> _Texte de l'exercice_:
►

Vous avez subi un événement (accident de la route, agression, accidents de la vie, accident médical) qui vous a causé des dommages corporels ?
Vous vous trouvez probablement au début ou au milieu d’un parcours du combattant. Celui nécessaire pour obtenir la juste indemnisation de ce préjudice corporel. Il comporte nécessairement des expertises médicales. On vous a sans doute conseillé de faire appel à un médecin expert de recours.
Autrement dit un médecin qui « est de votre côté ».
Mais comment devez-vous le choisir ? Et de qui s’agit-il précisément ?
Dans quelle situation vous trouvez-vous exactement ?
La notion d’expertise médicale est intimement liée à l’expertise du médecin, au fait qu’il ait étudié la matière et qu’il sache donc vous ausculter. Cependant, un médecin n’est appelé « médecin expert » que s’il a été nommé par un tribunal. Et donc s’il figure sur une liste spécifique de médecins habilités à être désignés par les tribunaux lorsqu’ils ordonnent une « expertise judiciaire ».
Lorsque vous avez besoin de faire appel à un médecin de recours, vous n’en êtes pas forcément déjà à ce stade assez conflictuel où un tribunal est saisi.
Vous êtes peut-être tout simplement dans la situation où la compagnie d’assurance du responsable de l’accident, ou votre propre assureur, veut vous faire rencontrer son médecin conseil.
Le médecin conseil représentera la compagnie d’assurance, alors que le médecin de recours vous assistera à cette expertise. L’objectif de cette réunion avec ces professionnels étant de produire un rapport d’expertise qui servira de base de travail pour le calcul de l’indemnisation de vos préjudices corporels.
Que devez-vous comprendre dans une telle situation ?
Pourquoi tant de monde ? La médecine n’est-elle donc pas une science objective qui ne nécessiterait l’intervention que d’un seul médecin ? N’y a-t-il donc pas des barèmes qui permettent d’établir les indemnisations de façon rationnelle et objective en fonction de telle ou telle incapacité ou de telle ou telle séquelle ?
Eh bien justement pas.
Contrairement à ce que l’on croit trop souvent, il n’y a pas de système de référence objectif pour l’évaluation d’un dommage corporel. Bien sûr, il existe une nomenclature listant les préjudices à évaluer, mais ce n’est qu’une aide à la décision, et non une grille précise qui permet de trancher définitivement et objectivement. En revanche, les médecins procéderont à une évaluation précise de telle ou telle incapacité en termes chiffrés (10%, 15% , 30%, etc.) sur la base d’un barème qui leur sert d’outil, celui du Concours Médical.
Tout le monde a donc intérêt, dans une telle situation, à ce que les spécialistes, médecins conseils et médecins de recours, discutent entre eux, de façon amiable.
Cela ne signifie pas qu’ils doivent être d’accord. Cela signifie que votre cas mérite d’être étudié de façon approfondie.
Quel est l’objectif ?

◄

> _Travail demandé_:
- A) Recopiez le passage du texte sur le médecin de recours qui va de « Le médecin conseil » jusqu'à « telle situation ? » inclus.
- B) Reprenez le texte sur le médecin de recours là où il s'arrête et poursuivez sa rédaction.

> _Données sources_:
►

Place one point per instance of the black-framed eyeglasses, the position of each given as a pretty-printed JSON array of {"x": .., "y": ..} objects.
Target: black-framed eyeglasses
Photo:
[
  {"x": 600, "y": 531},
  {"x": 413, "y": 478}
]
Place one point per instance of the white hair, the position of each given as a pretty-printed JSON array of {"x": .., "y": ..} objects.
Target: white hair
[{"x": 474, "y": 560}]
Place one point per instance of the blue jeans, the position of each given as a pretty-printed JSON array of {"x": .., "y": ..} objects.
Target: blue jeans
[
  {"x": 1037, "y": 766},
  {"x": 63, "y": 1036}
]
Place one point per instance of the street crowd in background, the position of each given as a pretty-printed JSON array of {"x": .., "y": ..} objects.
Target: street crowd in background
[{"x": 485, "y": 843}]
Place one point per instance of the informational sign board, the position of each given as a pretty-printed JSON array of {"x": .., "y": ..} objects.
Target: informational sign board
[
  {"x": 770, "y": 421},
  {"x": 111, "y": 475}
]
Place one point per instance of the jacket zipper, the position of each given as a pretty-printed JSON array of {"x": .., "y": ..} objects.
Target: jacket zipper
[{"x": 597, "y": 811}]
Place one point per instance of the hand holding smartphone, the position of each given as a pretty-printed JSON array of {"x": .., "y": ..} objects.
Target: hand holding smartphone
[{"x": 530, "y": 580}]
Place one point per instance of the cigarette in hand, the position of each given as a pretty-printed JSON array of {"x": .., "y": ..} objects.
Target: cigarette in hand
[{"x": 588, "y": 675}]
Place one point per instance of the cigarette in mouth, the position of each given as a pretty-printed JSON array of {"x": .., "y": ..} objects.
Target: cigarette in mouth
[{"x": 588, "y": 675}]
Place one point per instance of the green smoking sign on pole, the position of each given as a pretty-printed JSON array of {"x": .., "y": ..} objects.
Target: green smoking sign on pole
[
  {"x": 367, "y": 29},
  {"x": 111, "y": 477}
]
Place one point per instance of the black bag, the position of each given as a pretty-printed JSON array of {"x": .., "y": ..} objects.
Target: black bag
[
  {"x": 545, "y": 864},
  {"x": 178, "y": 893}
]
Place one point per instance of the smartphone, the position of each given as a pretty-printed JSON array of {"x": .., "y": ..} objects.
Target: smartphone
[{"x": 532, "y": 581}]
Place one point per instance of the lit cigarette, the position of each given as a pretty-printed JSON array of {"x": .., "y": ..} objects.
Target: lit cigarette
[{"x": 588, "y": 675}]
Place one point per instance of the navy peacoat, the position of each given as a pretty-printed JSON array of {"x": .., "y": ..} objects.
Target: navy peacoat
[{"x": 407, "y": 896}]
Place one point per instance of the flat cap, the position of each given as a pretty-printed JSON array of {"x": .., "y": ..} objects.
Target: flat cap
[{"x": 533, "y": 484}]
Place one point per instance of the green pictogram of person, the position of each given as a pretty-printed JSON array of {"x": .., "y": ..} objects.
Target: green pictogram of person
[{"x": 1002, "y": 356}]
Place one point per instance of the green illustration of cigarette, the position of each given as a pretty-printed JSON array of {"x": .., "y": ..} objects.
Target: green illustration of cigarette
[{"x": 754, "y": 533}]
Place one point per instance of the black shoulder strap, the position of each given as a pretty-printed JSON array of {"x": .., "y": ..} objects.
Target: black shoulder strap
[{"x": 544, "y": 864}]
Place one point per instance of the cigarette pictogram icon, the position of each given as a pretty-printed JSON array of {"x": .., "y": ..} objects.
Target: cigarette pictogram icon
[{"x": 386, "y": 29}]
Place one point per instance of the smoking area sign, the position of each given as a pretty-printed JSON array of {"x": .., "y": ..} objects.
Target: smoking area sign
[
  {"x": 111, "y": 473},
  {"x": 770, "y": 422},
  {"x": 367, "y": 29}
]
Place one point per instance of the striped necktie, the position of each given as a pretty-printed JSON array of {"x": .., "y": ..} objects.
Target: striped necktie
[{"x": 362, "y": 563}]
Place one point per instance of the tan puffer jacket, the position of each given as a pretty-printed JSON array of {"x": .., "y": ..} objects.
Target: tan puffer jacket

◄

> _Réponses par consigne_:
- A)
Le médecin conseil représentera la compagnie d’assurance, alors que le médecin de recours vous assistera à cette expertise. L’objectif de cette réunion avec ces professionnels étant de produire un rapport d’expertise qui servira de base de travail pour le calcul de l’indemnisation de vos préjudices corporels.
Que devez-vous comprendre dans une telle situation ?

- B)
À ce stade, on se trouve probablement avant consolidation (c’est-à-dire dans les mois ou semaines avant que votre état de victime soit considéré comme n’étant plus évolutif). L’objectif des compagnies d’assurance est donc alors d’estimer de façon la plus précise possible combien vos préjudices risquent de leur coûter (l’évaluation définitive ne pouvant se faire qu’après consolidation).
Cela leur permet de provisionner les sommes qu’elles devront verser à la victime, c’est-à-dire de préparer leurs finances au versement de ces sommes ultérieurement. Pas encore de les verser en totalité. Il s’agit d’un principe de gestion.
Pour les victimes, un rapport d’expertise concluant à l’absence de consolidation de l’état de santé permet de justifier un peu mieux les préjudices afin de prétendre au versement d’avances supplémentaires.
Quel est le piège ?
Toujours à ce stade, le risque pour vous, si vous n’êtes pas assisté(e), est que le médecin-conseil de l’assureur chargé de vous examiner, en ne vous écoutant pas suffisamment, fige sa position ou son évaluation pour l’avenir. Il ne reviendra pas sur son évaluation ultérieurement, même si elle est minimisée, et même si vous revenez lors de la prochaine expertise assisté(e) par un médecin-conseil de recours. Un phénomène très humain qui, hélas, aura des conséquences pour vous (il sera très difficile de faire valoir vos droits a posteriori).
La difficulté est la même si vous vous présentez à l’expertise accompagné(e) par un médecin-conseil mandaté par votre propre assureur pour vous assister. Les médecins travaillent régulièrement pour les compagnies d’assurances et en connaissent bien les arcanes et les logiques internes.
Cette situation ne devrait pas se produire. Par souci d’indépendance, il est toujours préférable que le médecin-conseil qui vous assiste ne travaille pas pour les assureurs, mais uniquement pour les victimes.
Cela se produira pourtant parfois s’il est nommé par elles dans le cadre de la clause « protection juridique » de votre assurance responsabilité civile. Laquelle prévoit, s’il vous arrive quelque chose, de vous accompagner dans les procédures.
Paradoxe
Et ainsi, votre compagnie d’assurance, pour mieux vous « défendre » face à la compagnie d’assurance du responsable de l’accident, vous enverra un médecin-conseil qui, peut-être, travaillera le lendemain en sens inverse, pour une autre compagnie d’assurance ayant intérêt à minimiser l’évaluation.
Dans ce cas-là, la force des habitudes vous sera préjudiciable, alors même que ce médecin est sensé vous écouter au mieux.
Bref. Si vous faites fonctionner la clause « protection juridique », vous ne pouvez être sûr(e) de rien, et en aucun cas du bon déroulement de l’expertise médicale.
Et même si vous devez vous attendre à ce qu’il y en ait d’autres, la première expertise médicale est importante. C’est là que les médecins vont se forger une première opinion sur quantité de points. Opinion sur laquelle, ensuite, il leur sera difficile de revenir.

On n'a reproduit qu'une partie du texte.